-- Selected text --

####

Being part of APSP has also allowed Conley to do even more for the people of his community. Members decided they wanted to help people who needed a pool for therapy, especially those who give of themselves every day for others — like war veterans, firefighters and police officers.

Conley resigned his post as president in January 2014 so he could found and head up Dive Into Recovery, the charity organization sponsored by the North Texas APSP chapter. Working with the Plano, Texas, VFW post, the organization helped its first local hero, Sgt. Mario Torres, this past summer.

Sgt. Torres joined the Army in 2004, and sustained physical and mental injuries while serving in Kuwait and Iraq. He was admitted to a Wounded War Unit in 2008 and received an honorable discharge with a medical retirement in January 2010. Dive Into Recovery learned about Torres’ water-therapy needs, and had a pool and spa designed specifically for him. It was constructed under the direction of an APSP Certified Building Professional.

####

-- Dataset records --
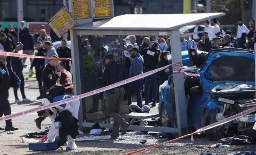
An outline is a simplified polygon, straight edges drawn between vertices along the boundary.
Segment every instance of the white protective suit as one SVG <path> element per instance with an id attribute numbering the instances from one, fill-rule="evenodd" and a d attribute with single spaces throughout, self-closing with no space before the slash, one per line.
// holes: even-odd
<path id="1" fill-rule="evenodd" d="M 67 97 L 66 95 L 60 95 L 55 97 L 61 98 L 60 100 L 58 100 L 59 101 L 70 98 L 71 96 L 74 96 L 74 95 L 68 95 L 68 96 L 69 97 Z M 43 105 L 49 104 L 50 103 L 50 101 L 47 98 L 44 98 L 42 101 L 42 104 Z M 50 108 L 50 110 L 54 113 L 54 114 L 52 115 L 48 116 L 52 121 L 52 123 L 50 130 L 49 131 L 49 132 L 48 132 L 47 136 L 48 139 L 47 139 L 47 141 L 50 142 L 53 142 L 55 141 L 55 138 L 59 136 L 59 129 L 55 129 L 54 125 L 55 117 L 58 114 L 57 108 L 59 110 L 59 113 L 66 110 L 69 110 L 72 114 L 73 117 L 78 120 L 78 110 L 79 110 L 80 105 L 80 101 L 79 100 L 78 100 L 55 106 L 54 107 L 56 108 L 54 108 L 54 107 Z"/>

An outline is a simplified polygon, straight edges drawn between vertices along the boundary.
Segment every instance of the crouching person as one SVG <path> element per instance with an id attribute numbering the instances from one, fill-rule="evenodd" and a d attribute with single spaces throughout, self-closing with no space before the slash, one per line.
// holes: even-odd
<path id="1" fill-rule="evenodd" d="M 58 96 L 54 98 L 53 102 L 74 96 L 70 95 Z M 50 103 L 50 101 L 47 98 L 44 98 L 42 102 L 43 105 Z M 78 123 L 80 104 L 79 100 L 77 100 L 37 112 L 38 116 L 44 117 L 48 117 L 52 120 L 48 139 L 45 143 L 54 142 L 59 136 L 58 148 L 63 145 L 66 142 L 66 150 L 75 150 L 77 148 L 75 143 L 75 139 L 79 134 L 79 126 Z M 67 136 L 68 137 L 67 141 Z"/>

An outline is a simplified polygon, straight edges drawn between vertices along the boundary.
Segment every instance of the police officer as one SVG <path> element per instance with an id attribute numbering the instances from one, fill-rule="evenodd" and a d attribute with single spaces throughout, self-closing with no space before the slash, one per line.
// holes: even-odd
<path id="1" fill-rule="evenodd" d="M 23 45 L 20 42 L 16 43 L 15 49 L 12 52 L 18 53 L 19 51 L 22 50 Z M 22 59 L 20 57 L 11 57 L 11 64 L 12 66 L 13 71 L 18 76 L 21 81 L 21 83 L 19 85 L 19 89 L 22 95 L 22 102 L 29 102 L 31 100 L 27 98 L 25 95 L 25 90 L 24 88 L 24 77 L 22 71 L 23 69 L 23 64 Z M 17 91 L 19 86 L 14 87 L 13 91 L 15 96 L 15 102 L 21 102 L 22 101 L 19 99 L 18 97 Z"/>
<path id="2" fill-rule="evenodd" d="M 105 57 L 106 65 L 104 70 L 101 84 L 102 87 L 121 81 L 127 76 L 125 70 L 123 66 L 114 61 L 114 55 L 108 53 Z M 119 136 L 119 127 L 122 127 L 121 135 L 125 134 L 127 131 L 129 123 L 125 121 L 120 115 L 120 110 L 123 101 L 125 90 L 123 86 L 120 86 L 106 91 L 107 98 L 106 114 L 114 119 L 113 132 L 111 137 L 116 138 Z M 102 94 L 100 98 L 103 100 Z"/>
<path id="3" fill-rule="evenodd" d="M 183 34 L 183 33 L 180 33 L 180 35 Z M 184 37 L 180 38 L 180 45 L 181 46 L 182 51 L 188 50 L 189 48 L 189 41 L 184 38 Z"/>
<path id="4" fill-rule="evenodd" d="M 0 50 L 1 52 L 5 52 Z M 0 55 L 0 117 L 11 114 L 11 108 L 8 101 L 8 90 L 11 86 L 17 87 L 21 81 L 14 73 L 9 62 L 6 61 L 7 56 Z M 5 121 L 5 128 L 0 127 L 0 130 L 6 131 L 17 130 L 17 127 L 12 126 L 11 119 Z"/>
<path id="5" fill-rule="evenodd" d="M 61 41 L 61 47 L 57 48 L 56 50 L 59 57 L 61 58 L 71 59 L 71 50 L 67 46 L 67 40 L 64 39 Z M 70 71 L 70 65 L 69 61 L 65 61 L 66 63 L 66 69 L 69 72 Z"/>
<path id="6" fill-rule="evenodd" d="M 158 42 L 154 41 L 151 48 L 144 48 L 140 52 L 140 54 L 143 56 L 146 72 L 156 69 L 156 65 L 158 63 L 158 57 L 160 53 L 160 51 L 157 49 L 158 45 Z M 157 96 L 157 73 L 154 74 L 146 77 L 145 79 L 144 89 L 146 105 L 148 105 L 149 102 L 149 86 L 151 86 L 153 98 L 152 105 L 155 106 Z"/>
<path id="7" fill-rule="evenodd" d="M 56 55 L 51 57 L 53 58 L 59 58 Z M 48 63 L 45 65 L 42 73 L 42 79 L 43 80 L 43 88 L 42 88 L 42 94 L 43 94 L 44 98 L 45 95 L 46 91 L 50 88 L 55 84 L 56 83 L 60 81 L 56 73 L 56 67 L 58 65 L 59 60 L 57 59 L 50 59 Z M 36 127 L 41 129 L 41 123 L 45 119 L 45 118 L 42 117 L 35 119 Z"/>
<path id="8" fill-rule="evenodd" d="M 74 87 L 72 83 L 72 76 L 69 72 L 66 70 L 66 63 L 65 62 L 59 61 L 57 65 L 57 70 L 59 72 L 57 72 L 57 75 L 60 78 L 60 81 L 58 82 L 58 83 L 65 86 L 67 94 L 73 95 Z"/>
<path id="9" fill-rule="evenodd" d="M 36 44 L 37 52 L 36 53 L 35 55 L 45 56 L 47 53 L 47 50 L 43 47 L 43 43 L 41 41 L 38 41 Z M 36 97 L 38 99 L 43 98 L 43 94 L 41 91 L 43 87 L 42 84 L 42 72 L 45 67 L 45 59 L 43 59 L 34 58 L 30 66 L 30 70 L 32 71 L 33 67 L 35 66 L 36 69 L 36 78 L 38 83 L 40 96 Z"/>

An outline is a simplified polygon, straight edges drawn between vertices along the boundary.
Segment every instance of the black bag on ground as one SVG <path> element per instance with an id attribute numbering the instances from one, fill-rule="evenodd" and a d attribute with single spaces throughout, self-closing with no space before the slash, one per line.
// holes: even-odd
<path id="1" fill-rule="evenodd" d="M 66 89 L 62 84 L 56 84 L 51 87 L 46 92 L 47 97 L 54 97 L 59 95 L 65 95 Z"/>

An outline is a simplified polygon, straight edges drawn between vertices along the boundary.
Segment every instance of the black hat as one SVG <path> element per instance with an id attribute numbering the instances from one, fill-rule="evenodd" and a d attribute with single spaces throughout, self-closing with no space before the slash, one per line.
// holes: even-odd
<path id="1" fill-rule="evenodd" d="M 16 44 L 15 44 L 15 46 L 16 46 L 16 47 L 18 47 L 21 45 L 22 46 L 24 46 L 24 45 L 22 44 L 21 42 L 17 42 L 17 43 L 16 43 Z"/>
<path id="2" fill-rule="evenodd" d="M 136 47 L 133 47 L 131 49 L 129 50 L 129 51 L 130 52 L 131 52 L 131 51 L 135 51 L 137 52 L 139 52 L 138 49 Z"/>

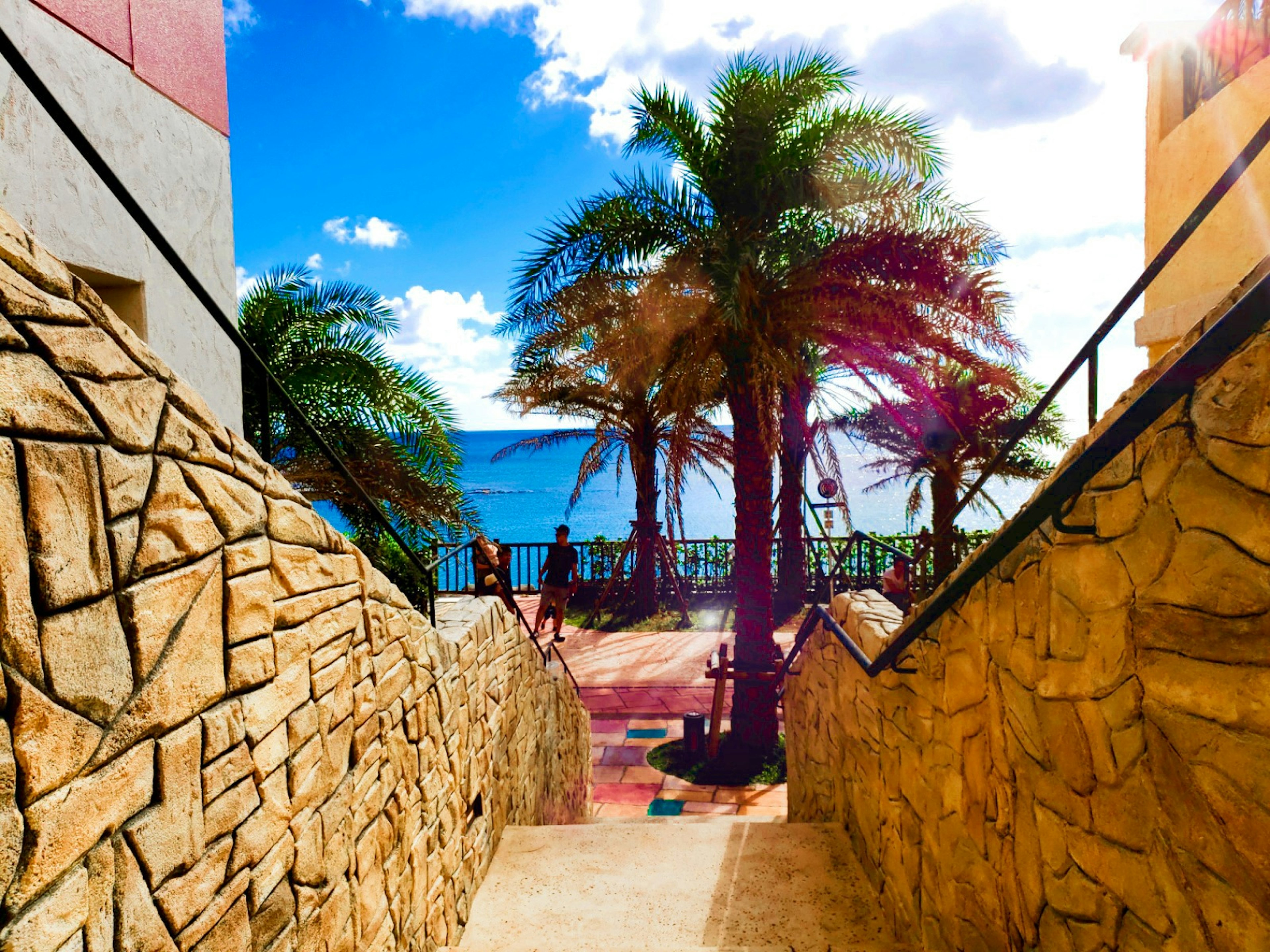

####

-- Activity A --
In the Dive Into Recovery passage, what year did Sgt. Mario Torres join the Army?
-- Activity B --
Reproduce the Dive Into Recovery passage from "Conley resigned his" to "Certified Building Professional.".
-- Activity C --
Take the Dive Into Recovery passage further, starting from its final sentence.

-- Answer A --
2004

-- Answer B --
Conley resigned his post as president in January 2014 so he could found and head up Dive Into Recovery, the charity organization sponsored by the North Texas APSP chapter. Working with the Plano, Texas, VFW post, the organization helped its first local hero, Sgt. Mario Torres, this past summer.

Sgt. Torres joined the Army in 2004, and sustained physical and mental injuries while serving in Kuwait and Iraq. He was admitted to a Wounded War Unit in 2008 and received an honorable discharge with a medical retirement in January 2010. Dive Into Recovery learned about Torres’ water-therapy needs, and had a pool and spa designed specifically for him. It was constructed under the direction of an APSP Certified Building Professional.

-- Answer C --
“No one member can go out and build a pool like this on their own,” Conley says. “But as a group, we can make that happen.”

Conley is proud to use his expertise and his involvement in APSP to make his community a better one. You won’t see the Miracle Pool Service name associated with the Dive Into Recovery project, however.

“We’re not using this as a promotion,” Conley says. “I’ve always felt that those who can give back should do so — whether it’s a little or a lot.”